Top Men’s Health Issues
To live long and remain healthy, adult males need to pay close attention to specific men’s health issues. That’s why we’ve researched the top men’s health problems, so you can enjoy good health now and in your later years. We believe that with regular medical checkups and some lifestyle changes, you should be able to reduce the risk of developing the top men’s health issues:
- Heart-Related Diseases
Heart attack, stroke and diseases that affect the arteries are among the top 10 men’s health issues worldwide. These ailments are collectively known as cardiovascular diseases.
In the U.S., about 610,000 people die of heart-related diseases, and over half of this number are men. So, you need to be aware that:
- More than one out of three adult men are at risk of developing cardiovascular disease.
- The number of African-American men that die of heart disease exceeds white men by over 100,000.
- High blood pressure occurs more often in men over 45 years of age.
To prevent death from cardiovascular disease, you need to have a medical check-up at least once every six months at a one-stop medical center like Hamilton Health. You should also monitor your blood pressure and eat lots of fruits and vegetables.
- Lung Cancer and Respiratory Diseases
Lung cancer is a terrible disease because it can spread rapidly before you notice its symptoms. It’s difficult to treat or cure this disease when it’s discovered.

Assignment:
Please copy the men's health article from "To prevent death" through "fruits and vegetables.", switching "six months" to "three months".

Natural language descriptions of regions:
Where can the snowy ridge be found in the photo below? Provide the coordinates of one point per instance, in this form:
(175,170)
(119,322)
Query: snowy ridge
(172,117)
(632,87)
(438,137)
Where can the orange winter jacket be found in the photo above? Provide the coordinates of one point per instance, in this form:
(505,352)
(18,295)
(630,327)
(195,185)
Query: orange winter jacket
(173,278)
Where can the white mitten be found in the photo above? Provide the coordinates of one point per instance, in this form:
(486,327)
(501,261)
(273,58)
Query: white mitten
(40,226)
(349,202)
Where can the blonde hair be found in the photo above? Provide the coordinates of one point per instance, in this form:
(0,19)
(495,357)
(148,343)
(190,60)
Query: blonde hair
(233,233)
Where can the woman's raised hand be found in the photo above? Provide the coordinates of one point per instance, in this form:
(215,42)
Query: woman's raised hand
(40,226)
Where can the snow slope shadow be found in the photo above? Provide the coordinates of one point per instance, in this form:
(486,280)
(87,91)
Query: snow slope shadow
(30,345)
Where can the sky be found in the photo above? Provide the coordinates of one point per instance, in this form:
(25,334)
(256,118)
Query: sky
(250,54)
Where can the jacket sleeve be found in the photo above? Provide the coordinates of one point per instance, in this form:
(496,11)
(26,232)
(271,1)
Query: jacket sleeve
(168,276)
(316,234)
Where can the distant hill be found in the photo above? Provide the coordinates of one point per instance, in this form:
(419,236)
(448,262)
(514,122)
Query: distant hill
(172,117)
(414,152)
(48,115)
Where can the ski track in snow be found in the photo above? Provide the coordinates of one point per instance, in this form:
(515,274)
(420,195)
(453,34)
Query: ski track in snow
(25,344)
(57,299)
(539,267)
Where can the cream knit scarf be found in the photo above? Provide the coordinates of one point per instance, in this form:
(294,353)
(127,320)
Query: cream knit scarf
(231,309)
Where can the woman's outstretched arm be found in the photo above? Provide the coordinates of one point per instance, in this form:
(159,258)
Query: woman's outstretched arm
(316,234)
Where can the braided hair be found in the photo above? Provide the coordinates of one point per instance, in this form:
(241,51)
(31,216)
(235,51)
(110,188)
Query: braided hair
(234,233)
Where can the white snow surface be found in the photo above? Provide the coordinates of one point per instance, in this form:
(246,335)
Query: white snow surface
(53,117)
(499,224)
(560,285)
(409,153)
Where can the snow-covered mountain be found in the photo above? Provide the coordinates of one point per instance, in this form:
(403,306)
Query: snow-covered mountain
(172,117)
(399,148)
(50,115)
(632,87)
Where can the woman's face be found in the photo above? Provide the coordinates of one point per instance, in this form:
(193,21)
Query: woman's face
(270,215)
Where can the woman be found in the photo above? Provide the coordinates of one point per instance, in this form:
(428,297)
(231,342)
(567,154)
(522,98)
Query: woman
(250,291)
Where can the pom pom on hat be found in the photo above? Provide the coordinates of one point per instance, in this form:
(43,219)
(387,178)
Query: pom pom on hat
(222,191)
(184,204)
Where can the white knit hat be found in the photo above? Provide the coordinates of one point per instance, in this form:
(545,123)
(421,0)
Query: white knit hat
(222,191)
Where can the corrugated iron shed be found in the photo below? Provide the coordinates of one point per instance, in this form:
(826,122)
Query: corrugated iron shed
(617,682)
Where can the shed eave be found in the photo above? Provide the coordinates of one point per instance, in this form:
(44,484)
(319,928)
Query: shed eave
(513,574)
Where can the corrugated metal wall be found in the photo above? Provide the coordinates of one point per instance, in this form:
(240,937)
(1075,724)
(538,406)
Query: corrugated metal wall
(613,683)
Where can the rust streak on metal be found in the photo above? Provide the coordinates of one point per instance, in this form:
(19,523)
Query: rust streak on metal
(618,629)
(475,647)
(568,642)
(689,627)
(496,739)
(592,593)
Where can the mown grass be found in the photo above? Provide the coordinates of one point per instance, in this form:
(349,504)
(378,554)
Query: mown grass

Response to this exercise:
To prevent death from cardiovascular disease, you need to have a medical check-up at least once every three months at a one-stop medical center like Hamilton Health. You should also monitor your blood pressure and eat lots of fruits and vegetables.